# Skyline seats



## drift240sxdragqueen (Oct 23, 2002)

hey guys i was wondering if you guys got any pics of your seats? or maybe of any skylines seats.
i am looking for some bucket seats and wanted to see if the skylines are nice.

think i can get skyline bucket seats for cheap? or cheaper then bucket seats from a brand name like Sparco?


----------



## vsp3c (May 15, 2003)

still looking for bucket seats i see


----------



## driftinS13 (Jun 24, 2003)

i got nuthin


----------



## WRteam200sx (Mar 15, 2003)

i have been looking for seats for forever... good luck , i have yet to find any for sale.. im bout to give up and go wit 300zx seats


----------



## R34Driftking (Jun 30, 2003)

i can get you a set


----------



## driftinS13 (Jun 24, 2003)

where can u get them? r they ur old ones??price??


----------



## drift240sxdragqueen (Oct 23, 2002)

^^^^^ wut he said


----------



## tyndago (Dec 21, 2002)

We have several sets of R33 seats in stock.

Also Recaros...


----------



## drift240sxdragqueen (Oct 23, 2002)

you caught my attention...

| Available data |
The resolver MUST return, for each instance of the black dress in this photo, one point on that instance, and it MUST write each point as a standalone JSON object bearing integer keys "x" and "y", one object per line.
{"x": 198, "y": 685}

| To do |
A. In the Skyline seats thread, shorten the paragraph that begins "i have been looking for seats for forever" and keep its main facts.
B. Name every distinct username that posts in the Skyline seats thread.
C. Carry on the Skyline seats forum thread from its last post.

| Solved problems |
A. This poster has hunted for seats for a very long time without finding any for sale, wishes the asker luck, and is close to giving up and settling for 300zx seats.

B.
- drift240sxdragqueen
- vsp3c
- driftinS13
- WRteam200sx
- R34Driftking
- tyndago

C.
i checked out ur site, a lot of suttf hasn't been added yet so i guess i'll wait till it does, got any pics of them? you sell them in sets?cuz i'm looking to only buy one


----------



## xt_out (Jun 23, 2003)

agghhh you cheap bastard ^^^


----------



## drift240sxdragqueen (Oct 23, 2002)

yup  
i'm poor, and who cares bout the passenger


----------



## EVO8 (Jun 10, 2003)

i care about the passenger


----------



## vsp3c (May 15, 2003)

EVO8 said:


> *i care about the passenger *


only thing the passenger is good for is weighing the car down and holding ur drink while driving  drift doesn't have a problem with that because of his kickass cup holder!!!!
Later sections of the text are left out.